ASSIGNMENT:
Look through the lines below and extract any with the word "logo".

--

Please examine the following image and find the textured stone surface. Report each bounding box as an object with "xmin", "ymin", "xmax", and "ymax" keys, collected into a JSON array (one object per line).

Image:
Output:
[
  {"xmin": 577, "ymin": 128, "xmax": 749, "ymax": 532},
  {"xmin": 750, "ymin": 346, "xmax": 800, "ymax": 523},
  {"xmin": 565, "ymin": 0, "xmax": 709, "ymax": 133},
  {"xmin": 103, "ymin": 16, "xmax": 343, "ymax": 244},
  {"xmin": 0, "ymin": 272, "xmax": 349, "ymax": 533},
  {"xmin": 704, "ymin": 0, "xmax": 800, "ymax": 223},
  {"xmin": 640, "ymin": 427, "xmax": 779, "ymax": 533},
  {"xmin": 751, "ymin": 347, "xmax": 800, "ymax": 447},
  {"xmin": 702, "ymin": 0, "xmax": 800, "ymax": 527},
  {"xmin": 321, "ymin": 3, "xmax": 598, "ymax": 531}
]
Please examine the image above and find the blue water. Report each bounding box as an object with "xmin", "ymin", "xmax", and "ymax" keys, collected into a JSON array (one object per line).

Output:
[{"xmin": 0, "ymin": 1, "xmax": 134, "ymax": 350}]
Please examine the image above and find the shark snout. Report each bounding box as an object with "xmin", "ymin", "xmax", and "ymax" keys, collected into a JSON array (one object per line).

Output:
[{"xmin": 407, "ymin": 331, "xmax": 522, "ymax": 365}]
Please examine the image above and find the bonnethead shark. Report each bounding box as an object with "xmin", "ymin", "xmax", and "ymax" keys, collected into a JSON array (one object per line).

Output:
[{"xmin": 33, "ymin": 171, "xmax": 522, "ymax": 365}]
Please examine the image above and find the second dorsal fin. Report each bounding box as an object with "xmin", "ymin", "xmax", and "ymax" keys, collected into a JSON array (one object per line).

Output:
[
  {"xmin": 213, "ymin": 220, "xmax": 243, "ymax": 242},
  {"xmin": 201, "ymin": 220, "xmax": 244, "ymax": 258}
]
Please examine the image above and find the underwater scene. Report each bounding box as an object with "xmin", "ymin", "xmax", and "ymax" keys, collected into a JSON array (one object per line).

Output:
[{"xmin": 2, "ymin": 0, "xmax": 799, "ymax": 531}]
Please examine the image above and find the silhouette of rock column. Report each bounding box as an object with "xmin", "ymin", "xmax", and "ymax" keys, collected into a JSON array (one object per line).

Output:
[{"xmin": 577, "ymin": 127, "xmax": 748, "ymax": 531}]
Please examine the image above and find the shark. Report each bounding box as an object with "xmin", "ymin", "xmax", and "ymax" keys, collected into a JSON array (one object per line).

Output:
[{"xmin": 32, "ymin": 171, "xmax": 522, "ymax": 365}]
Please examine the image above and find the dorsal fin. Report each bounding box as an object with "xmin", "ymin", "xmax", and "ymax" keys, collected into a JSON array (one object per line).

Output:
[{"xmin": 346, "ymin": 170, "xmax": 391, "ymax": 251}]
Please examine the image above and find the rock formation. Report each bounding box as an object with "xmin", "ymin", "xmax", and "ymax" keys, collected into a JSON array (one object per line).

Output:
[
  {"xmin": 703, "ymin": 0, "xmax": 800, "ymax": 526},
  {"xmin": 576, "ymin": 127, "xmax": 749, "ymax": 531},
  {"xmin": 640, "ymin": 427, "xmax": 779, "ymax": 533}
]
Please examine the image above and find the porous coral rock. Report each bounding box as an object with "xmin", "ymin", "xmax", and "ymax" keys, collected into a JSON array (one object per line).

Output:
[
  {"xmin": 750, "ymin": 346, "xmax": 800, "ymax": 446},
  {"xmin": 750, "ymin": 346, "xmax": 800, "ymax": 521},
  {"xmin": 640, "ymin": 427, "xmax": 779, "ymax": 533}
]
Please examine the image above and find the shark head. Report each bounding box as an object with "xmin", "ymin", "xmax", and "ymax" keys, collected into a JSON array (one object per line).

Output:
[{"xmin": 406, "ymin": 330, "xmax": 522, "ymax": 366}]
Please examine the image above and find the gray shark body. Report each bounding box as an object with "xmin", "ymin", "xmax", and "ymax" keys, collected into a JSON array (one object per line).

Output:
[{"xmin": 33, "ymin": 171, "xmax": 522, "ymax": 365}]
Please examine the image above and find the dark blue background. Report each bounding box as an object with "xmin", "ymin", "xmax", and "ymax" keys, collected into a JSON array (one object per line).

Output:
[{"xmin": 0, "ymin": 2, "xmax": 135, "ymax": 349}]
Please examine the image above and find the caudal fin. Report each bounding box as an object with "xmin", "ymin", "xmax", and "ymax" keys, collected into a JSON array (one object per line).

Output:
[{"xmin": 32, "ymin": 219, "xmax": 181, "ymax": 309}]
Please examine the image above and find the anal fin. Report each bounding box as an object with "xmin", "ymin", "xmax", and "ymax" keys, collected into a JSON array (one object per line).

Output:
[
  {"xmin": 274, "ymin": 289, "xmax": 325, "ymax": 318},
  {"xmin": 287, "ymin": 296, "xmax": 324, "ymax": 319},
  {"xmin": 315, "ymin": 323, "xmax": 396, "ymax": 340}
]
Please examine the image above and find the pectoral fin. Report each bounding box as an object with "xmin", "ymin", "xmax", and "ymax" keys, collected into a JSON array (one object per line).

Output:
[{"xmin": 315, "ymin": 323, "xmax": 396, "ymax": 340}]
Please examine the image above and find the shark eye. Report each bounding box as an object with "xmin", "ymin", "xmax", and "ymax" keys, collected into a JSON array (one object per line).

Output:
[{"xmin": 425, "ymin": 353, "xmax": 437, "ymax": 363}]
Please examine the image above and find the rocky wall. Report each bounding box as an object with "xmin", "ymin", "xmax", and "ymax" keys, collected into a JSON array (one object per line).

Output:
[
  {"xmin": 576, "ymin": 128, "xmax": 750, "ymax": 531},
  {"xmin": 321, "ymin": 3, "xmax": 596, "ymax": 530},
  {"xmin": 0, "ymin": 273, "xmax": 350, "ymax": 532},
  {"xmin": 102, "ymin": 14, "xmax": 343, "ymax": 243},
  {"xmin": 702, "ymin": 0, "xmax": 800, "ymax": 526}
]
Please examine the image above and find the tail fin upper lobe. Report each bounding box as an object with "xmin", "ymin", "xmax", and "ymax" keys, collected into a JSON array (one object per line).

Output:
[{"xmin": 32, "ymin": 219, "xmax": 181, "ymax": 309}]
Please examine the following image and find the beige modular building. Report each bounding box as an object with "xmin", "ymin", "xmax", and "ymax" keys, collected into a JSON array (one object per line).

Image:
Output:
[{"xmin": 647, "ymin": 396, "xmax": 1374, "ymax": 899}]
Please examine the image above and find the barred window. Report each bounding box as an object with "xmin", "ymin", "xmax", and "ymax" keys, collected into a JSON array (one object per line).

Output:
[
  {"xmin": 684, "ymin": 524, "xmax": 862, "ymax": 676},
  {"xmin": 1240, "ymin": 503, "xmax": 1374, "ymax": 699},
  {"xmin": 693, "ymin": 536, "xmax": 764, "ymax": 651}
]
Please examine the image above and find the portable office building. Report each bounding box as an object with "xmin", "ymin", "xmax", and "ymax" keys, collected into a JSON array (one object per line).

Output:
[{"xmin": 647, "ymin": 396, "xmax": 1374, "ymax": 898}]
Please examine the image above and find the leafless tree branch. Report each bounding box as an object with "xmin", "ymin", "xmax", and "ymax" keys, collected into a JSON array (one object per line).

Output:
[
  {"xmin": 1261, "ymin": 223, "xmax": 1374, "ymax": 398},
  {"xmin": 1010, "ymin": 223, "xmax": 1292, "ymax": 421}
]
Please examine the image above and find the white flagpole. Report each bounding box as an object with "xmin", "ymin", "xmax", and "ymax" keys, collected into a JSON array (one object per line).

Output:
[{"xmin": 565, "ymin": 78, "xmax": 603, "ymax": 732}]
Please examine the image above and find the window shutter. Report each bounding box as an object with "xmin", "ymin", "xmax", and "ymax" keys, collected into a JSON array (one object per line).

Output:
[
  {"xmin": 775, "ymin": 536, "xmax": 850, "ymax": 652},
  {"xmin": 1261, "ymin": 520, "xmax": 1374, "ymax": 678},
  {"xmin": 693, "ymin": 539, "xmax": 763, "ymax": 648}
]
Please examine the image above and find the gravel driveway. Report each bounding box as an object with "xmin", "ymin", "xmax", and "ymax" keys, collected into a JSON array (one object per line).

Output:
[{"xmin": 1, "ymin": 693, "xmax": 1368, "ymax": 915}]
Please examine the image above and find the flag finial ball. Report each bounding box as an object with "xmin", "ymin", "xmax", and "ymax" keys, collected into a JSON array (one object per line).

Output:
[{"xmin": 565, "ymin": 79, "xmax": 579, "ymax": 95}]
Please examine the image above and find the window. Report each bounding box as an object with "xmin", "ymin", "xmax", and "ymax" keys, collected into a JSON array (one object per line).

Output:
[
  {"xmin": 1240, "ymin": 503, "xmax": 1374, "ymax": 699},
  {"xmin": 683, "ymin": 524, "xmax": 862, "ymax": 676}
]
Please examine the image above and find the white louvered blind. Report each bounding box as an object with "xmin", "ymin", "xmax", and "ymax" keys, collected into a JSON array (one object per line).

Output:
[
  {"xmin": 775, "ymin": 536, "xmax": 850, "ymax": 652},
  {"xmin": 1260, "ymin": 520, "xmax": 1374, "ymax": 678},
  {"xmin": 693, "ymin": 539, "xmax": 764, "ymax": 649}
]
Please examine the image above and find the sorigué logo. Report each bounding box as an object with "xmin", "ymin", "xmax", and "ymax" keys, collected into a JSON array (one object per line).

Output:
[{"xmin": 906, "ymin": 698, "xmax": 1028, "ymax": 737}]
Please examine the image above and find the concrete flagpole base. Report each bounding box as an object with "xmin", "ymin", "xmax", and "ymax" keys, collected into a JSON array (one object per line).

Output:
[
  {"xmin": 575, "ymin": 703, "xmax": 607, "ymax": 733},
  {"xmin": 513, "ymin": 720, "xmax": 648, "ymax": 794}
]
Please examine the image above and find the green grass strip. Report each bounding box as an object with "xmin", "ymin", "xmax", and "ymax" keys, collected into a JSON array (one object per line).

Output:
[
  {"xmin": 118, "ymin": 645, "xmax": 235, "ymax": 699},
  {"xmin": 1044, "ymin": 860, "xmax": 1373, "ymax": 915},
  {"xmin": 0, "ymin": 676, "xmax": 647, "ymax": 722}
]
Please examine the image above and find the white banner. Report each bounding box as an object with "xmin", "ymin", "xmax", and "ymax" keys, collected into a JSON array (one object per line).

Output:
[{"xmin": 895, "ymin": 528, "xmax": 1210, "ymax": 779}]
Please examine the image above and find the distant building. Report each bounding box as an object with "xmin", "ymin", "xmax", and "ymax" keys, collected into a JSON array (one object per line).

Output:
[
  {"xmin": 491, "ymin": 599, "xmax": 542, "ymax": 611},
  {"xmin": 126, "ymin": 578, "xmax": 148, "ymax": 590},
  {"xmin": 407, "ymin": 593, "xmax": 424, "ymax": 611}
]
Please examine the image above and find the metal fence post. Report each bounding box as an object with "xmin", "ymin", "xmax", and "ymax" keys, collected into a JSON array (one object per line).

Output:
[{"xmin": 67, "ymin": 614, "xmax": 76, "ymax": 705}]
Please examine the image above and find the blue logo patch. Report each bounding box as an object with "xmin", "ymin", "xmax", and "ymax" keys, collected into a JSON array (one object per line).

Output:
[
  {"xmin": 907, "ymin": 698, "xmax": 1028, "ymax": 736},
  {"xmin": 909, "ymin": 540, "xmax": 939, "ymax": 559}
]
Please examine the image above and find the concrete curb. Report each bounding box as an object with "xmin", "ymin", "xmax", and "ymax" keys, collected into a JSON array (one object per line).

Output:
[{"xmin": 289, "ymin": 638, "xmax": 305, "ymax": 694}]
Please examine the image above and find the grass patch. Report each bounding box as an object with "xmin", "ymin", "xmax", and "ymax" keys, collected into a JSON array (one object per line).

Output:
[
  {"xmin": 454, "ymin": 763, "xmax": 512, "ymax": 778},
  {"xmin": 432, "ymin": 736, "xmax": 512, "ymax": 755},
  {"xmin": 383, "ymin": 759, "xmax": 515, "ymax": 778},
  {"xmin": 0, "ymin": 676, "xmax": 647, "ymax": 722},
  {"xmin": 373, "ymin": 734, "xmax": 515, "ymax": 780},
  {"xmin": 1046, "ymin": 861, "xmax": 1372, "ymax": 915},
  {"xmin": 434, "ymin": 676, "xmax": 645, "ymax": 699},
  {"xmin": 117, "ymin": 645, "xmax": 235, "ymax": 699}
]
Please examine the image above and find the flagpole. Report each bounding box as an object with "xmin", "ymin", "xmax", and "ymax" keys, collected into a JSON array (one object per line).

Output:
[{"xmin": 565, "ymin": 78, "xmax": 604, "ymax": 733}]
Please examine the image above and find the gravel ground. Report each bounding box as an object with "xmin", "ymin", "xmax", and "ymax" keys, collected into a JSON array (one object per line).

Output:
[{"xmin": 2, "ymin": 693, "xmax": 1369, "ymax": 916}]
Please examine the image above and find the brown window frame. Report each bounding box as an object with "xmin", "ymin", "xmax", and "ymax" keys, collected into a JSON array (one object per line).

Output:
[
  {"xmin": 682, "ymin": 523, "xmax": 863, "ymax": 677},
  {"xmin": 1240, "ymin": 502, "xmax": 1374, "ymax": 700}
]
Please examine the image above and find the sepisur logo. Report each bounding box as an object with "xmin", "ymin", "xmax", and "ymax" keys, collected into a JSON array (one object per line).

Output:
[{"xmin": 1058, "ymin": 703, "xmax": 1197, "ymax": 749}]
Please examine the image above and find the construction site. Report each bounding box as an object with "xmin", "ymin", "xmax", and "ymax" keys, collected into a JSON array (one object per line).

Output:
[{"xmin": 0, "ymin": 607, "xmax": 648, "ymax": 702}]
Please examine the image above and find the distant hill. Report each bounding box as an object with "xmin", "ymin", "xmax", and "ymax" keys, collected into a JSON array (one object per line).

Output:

--

ANSWER TO THE PROBLEM:
Please examine the image above and find the sorigué logo. Report each bounding box as an object with "xmin", "ymin", "xmax", and "ymax" keys, collected into a JSON array (one object per line).
Please examine the image above and find the blue logo patch. Report each bounding box as an object with "xmin", "ymin", "xmax", and "ymax" keys, collected into a JSON array (one object per line).
Please examine the image above and find the sepisur logo. Report each bounding box as an object with "xmin", "ymin", "xmax", and "ymax" keys, collected into a JSON array (one object per line).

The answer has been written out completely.